§ Job
Reproduce each line of the material below verbatim, changing nothing.

[Stored items]

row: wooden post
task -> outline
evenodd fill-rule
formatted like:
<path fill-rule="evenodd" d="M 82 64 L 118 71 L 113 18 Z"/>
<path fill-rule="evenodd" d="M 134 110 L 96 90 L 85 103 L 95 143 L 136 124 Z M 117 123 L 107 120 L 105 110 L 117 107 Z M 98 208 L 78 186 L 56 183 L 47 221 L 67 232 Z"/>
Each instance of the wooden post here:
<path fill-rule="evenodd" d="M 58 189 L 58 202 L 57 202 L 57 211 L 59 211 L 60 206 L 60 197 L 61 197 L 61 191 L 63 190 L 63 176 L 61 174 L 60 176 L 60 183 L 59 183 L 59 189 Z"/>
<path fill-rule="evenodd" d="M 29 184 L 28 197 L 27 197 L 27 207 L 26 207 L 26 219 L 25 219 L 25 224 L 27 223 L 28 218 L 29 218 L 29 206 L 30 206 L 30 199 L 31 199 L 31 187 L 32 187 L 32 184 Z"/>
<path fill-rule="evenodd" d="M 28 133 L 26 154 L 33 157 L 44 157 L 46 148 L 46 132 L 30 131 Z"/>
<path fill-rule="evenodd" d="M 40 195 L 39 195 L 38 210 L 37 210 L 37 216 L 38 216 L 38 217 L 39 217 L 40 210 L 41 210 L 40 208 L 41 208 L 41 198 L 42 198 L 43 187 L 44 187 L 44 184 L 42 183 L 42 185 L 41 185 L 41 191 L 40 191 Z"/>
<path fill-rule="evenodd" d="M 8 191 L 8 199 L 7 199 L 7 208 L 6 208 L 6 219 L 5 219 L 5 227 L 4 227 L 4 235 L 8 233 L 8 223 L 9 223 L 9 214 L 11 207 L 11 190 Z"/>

§ Reply
row: wooden post
task -> outline
evenodd fill-rule
formatted like:
<path fill-rule="evenodd" d="M 82 64 L 118 71 L 113 18 Z"/>
<path fill-rule="evenodd" d="M 134 110 L 96 90 L 85 103 L 95 143 L 136 124 Z M 117 123 L 107 120 L 105 110 L 117 107 Z M 98 208 L 78 186 L 56 183 L 47 221 L 67 232 Z"/>
Each instance of the wooden post here:
<path fill-rule="evenodd" d="M 58 189 L 58 202 L 57 202 L 57 211 L 59 211 L 60 206 L 60 197 L 61 197 L 61 191 L 63 190 L 63 176 L 61 174 L 60 176 L 60 183 L 59 183 L 59 189 Z"/>
<path fill-rule="evenodd" d="M 29 184 L 28 197 L 27 197 L 27 207 L 26 207 L 26 219 L 25 219 L 25 224 L 27 223 L 28 218 L 29 218 L 29 206 L 30 206 L 30 199 L 31 199 L 31 187 L 32 187 L 32 184 Z"/>
<path fill-rule="evenodd" d="M 28 133 L 26 154 L 33 157 L 44 157 L 46 148 L 46 132 L 30 131 Z"/>
<path fill-rule="evenodd" d="M 40 195 L 39 195 L 38 210 L 37 210 L 37 216 L 38 216 L 38 217 L 39 217 L 40 210 L 41 210 L 40 208 L 41 208 L 41 198 L 42 198 L 43 187 L 44 187 L 44 184 L 42 183 L 42 185 L 41 185 L 41 191 L 40 191 Z"/>
<path fill-rule="evenodd" d="M 8 191 L 8 199 L 7 199 L 7 208 L 6 208 L 6 219 L 5 219 L 5 227 L 4 227 L 4 235 L 8 233 L 8 223 L 9 223 L 9 214 L 11 207 L 11 190 Z"/>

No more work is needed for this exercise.